Each line of the data that includes "like" must be copied.

BEGIN MATERIAL TO PROCESS

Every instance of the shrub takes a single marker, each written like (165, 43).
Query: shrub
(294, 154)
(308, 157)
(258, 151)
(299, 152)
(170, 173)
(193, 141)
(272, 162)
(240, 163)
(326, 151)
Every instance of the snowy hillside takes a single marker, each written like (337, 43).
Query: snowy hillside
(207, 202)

END MATERIAL TO PROCESS
BEGIN MATERIAL TO PROCESS

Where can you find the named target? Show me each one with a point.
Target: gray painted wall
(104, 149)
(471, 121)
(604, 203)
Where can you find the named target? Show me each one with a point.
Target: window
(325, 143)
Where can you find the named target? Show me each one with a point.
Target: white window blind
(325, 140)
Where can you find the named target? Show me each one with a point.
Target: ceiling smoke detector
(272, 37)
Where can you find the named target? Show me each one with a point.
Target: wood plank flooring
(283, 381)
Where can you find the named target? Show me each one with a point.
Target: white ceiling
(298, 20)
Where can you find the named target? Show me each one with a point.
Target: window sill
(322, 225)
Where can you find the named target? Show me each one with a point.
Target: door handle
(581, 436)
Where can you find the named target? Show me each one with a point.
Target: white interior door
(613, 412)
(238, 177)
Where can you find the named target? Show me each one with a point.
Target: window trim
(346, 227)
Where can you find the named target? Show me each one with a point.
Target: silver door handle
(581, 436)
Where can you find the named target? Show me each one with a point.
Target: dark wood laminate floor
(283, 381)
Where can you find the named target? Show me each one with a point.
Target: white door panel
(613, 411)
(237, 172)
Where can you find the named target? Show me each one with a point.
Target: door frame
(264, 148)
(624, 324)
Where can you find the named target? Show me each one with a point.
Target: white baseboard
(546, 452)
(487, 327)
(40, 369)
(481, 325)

END MATERIAL TO PROCESS

YOUR SOLUTION ▸
Every instance of the shrub takes a single marker, each written like (165, 43).
Every instance of the snowy hillside takes a single marker, each written like (337, 43).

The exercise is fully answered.